:: Text under study
The lab, American Clinical Solutions, sued Triple-S Salud in 2016 over allegations that Triple-S Salud had ignored 25,648 claims for drug tests and had not given it clear answers about whether claims would be paid.
ACS is a big drug testing services provider based in Sun City Center, Florida.
Triple-S is the Blue Cross Blue Shield health insurer in Puerto Rico. GuideWell, the company that owns Blue Cross and Blue Shield of Florida, which is also known as Florida Blue, acquired TripleS in 2022.
Representatives for ACS and Triple-S could not immediately be reached for comment.
Lawyers at White & Case, the firm that represented ACS, estimated in an announcement of the verdict that the total size of the judgment will be $6 million.
What it means: Many health care providers, health insurers and health plan administrators end up settling out of court, and the amounts are not always announced.
In this case, a jury awarded providers an average of about $240 per disputed drug test claim. The amount could help employers, benefits administrators and plan administrators estimate how much Florida juries might award in other billing disputes.
The case: Most of the patients involved in the ACS case sought care in Puerto Rico.
Providers sent samples to ACS, which was not in the Triple-S network, because comparable services were not readily available in Puerto Rico, according to court filings.
Over the years, one dispute was over whether a Florida court should have jurisdiction over the case. A state appeals court panel ruled 2-1 in 2022 that a Florida court could hear the case, in part because the plaintiff is based in Florida and Triple-S had 8,757 insureds with home addresses in Florida. One judge on the appeals court ruled against letting a Florida court handle the case, noting that, as of 2015, Triple-S had made no effort to create contacts in Florida.
::::
**Problems to solve:**
(A) According to the text on the drug-testing lawsuit, how many claims did American Clinical Solutions allege Triple-S Salud had ignored?
(B) Continue the text on the drug-testing lawsuit against Triple-S Salud from the point where it stops.
:: Extracted material
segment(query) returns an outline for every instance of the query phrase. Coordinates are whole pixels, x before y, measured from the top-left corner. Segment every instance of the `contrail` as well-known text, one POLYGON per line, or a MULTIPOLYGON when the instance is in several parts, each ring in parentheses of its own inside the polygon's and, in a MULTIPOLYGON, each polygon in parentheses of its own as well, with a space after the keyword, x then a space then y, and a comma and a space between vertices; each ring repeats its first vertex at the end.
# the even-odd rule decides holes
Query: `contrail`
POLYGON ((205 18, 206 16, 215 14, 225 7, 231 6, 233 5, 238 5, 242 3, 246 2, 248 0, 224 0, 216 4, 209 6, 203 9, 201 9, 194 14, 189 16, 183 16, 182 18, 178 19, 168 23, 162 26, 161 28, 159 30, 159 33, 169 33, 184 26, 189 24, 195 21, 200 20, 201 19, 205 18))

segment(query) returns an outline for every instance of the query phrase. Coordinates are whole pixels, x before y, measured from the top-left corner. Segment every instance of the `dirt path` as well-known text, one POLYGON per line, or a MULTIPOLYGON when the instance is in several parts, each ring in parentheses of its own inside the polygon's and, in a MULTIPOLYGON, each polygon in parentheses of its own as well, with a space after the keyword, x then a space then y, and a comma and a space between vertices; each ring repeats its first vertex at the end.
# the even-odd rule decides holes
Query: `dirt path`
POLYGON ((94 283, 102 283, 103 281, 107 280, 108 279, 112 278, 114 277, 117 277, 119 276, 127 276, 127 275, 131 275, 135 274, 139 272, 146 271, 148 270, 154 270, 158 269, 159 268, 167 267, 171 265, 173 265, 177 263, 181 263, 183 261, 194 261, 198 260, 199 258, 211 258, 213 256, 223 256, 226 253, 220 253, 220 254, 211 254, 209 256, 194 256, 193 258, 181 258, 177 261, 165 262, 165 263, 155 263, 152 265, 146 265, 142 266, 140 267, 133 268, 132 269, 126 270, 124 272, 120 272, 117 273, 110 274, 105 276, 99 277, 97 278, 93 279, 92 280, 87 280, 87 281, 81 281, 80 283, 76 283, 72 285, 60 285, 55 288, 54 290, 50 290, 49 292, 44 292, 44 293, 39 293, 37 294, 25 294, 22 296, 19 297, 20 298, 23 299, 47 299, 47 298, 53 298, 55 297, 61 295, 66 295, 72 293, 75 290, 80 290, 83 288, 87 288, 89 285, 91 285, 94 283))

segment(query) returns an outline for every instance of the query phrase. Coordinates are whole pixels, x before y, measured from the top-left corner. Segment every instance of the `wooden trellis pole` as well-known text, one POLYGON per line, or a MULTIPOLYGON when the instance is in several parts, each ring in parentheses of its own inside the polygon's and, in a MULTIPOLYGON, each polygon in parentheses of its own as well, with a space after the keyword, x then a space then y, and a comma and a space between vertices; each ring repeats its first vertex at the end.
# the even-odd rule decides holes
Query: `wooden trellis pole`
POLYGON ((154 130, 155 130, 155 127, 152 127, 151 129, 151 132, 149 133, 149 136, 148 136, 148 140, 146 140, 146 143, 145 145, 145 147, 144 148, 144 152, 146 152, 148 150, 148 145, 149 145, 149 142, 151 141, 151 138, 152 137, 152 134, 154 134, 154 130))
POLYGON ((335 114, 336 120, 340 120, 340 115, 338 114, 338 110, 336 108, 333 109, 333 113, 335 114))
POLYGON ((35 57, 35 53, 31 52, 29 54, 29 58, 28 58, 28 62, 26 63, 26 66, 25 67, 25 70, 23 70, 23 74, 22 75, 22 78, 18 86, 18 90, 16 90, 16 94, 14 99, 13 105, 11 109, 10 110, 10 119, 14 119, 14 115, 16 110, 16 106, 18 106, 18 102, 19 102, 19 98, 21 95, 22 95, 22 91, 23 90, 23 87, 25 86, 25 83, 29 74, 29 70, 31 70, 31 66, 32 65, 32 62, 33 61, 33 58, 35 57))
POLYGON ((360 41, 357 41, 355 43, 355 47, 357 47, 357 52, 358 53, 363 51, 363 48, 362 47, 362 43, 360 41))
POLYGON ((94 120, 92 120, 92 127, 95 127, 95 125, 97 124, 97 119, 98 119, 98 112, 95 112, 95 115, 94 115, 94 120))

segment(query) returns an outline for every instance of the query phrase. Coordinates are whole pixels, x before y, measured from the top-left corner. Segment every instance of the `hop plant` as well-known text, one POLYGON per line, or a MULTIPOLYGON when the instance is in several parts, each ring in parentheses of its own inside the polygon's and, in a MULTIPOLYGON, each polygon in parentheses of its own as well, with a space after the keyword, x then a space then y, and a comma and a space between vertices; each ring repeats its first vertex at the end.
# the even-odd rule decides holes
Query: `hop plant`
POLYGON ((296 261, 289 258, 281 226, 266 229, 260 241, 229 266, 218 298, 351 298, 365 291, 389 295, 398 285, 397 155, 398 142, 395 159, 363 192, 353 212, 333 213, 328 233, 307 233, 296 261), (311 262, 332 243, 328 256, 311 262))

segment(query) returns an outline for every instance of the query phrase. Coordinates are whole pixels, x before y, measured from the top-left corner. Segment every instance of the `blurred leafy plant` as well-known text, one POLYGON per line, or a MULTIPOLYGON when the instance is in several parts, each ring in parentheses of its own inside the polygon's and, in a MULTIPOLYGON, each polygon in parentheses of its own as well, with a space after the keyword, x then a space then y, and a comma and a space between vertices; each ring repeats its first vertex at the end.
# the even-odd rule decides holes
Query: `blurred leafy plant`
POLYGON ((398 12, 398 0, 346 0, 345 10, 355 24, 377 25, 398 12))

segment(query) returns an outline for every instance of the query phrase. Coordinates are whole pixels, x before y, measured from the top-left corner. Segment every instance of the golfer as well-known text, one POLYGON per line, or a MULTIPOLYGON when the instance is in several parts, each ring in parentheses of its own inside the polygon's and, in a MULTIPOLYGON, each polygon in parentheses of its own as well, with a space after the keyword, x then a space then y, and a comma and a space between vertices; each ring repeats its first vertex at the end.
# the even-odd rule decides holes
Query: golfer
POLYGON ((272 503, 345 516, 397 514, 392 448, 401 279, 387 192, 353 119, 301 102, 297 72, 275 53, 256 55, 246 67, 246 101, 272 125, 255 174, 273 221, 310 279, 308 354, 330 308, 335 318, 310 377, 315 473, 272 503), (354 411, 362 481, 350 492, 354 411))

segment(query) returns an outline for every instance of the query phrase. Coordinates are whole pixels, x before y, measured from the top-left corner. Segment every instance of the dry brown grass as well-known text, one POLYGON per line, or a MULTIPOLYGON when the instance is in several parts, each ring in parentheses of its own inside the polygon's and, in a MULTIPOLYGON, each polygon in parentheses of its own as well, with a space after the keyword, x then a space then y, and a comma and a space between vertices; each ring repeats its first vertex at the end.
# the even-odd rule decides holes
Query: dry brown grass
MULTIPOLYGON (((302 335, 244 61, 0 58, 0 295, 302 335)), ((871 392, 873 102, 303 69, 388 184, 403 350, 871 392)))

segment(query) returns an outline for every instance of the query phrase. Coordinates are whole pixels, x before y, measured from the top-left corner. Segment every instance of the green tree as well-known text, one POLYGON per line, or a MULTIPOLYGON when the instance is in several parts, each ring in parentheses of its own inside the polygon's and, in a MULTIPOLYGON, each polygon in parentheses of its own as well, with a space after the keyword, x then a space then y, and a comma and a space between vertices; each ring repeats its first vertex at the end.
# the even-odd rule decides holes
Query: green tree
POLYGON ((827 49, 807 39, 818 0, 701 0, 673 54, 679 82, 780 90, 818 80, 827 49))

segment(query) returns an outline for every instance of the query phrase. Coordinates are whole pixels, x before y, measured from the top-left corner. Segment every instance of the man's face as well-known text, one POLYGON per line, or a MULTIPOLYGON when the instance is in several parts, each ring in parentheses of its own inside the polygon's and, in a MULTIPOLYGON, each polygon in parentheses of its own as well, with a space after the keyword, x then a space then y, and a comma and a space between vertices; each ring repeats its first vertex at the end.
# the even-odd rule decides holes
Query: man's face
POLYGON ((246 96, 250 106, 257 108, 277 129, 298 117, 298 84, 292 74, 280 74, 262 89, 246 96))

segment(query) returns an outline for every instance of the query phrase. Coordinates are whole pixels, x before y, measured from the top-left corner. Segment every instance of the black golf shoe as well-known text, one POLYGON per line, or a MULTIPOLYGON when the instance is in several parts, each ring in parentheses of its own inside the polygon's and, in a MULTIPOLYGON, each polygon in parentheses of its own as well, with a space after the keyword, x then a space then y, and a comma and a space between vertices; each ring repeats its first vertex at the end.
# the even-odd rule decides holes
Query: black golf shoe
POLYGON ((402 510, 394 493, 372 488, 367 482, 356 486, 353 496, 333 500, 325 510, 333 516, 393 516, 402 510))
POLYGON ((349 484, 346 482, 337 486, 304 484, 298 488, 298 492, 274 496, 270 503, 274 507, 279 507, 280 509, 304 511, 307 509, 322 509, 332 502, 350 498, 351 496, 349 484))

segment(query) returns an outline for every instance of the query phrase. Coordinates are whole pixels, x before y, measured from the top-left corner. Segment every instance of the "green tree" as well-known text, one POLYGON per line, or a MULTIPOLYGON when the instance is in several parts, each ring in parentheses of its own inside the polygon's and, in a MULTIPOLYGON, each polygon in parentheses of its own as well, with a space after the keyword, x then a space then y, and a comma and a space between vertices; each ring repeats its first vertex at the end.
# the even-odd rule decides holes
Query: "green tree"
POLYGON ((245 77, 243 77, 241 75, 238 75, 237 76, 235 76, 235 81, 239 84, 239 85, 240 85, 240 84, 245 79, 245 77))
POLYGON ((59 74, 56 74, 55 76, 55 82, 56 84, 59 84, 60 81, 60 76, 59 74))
::::
**Responses in order:**
(A) 25,648 claims for drug tests.

(B)
A recent dispute related to the language ACS could use when talking to the jury about why doctors in Puerto Rico had ordered the drug test. Triple-S received a court ruling stating that ACS witnesses could not mention the "term 'Zombie Island' or similar inflammatory descriptive words for the drug use in Puerto Rico at the relevant times," according to an order issued by Circuit Judge Gregory Keyser Nov. 2.
Keyser also discouraged ACS from referring to an ACS study indicating that many patients in Puerto Rico lie about whether they had been using illegal drugs.
"Excessive focus on the drug use in Puerto Rico, especially with inflammatory language like 'Zombie Island,' could be prejudicial to the defense," Keyser said in the ruling.
The backdrop: Providers have filed many suits against insurers, health plans and plan administrators over payment of out-of-network claims in recent years, with many providers accusing payers of using systematic strategies to reduce or ignore payment obligations.
The insurers and plan administrators have filed many suits of their own against the providers, accusing the providers and their billing representatives of using aggressive strategies to puff up the size of claims and to seek payments for care that was not provided.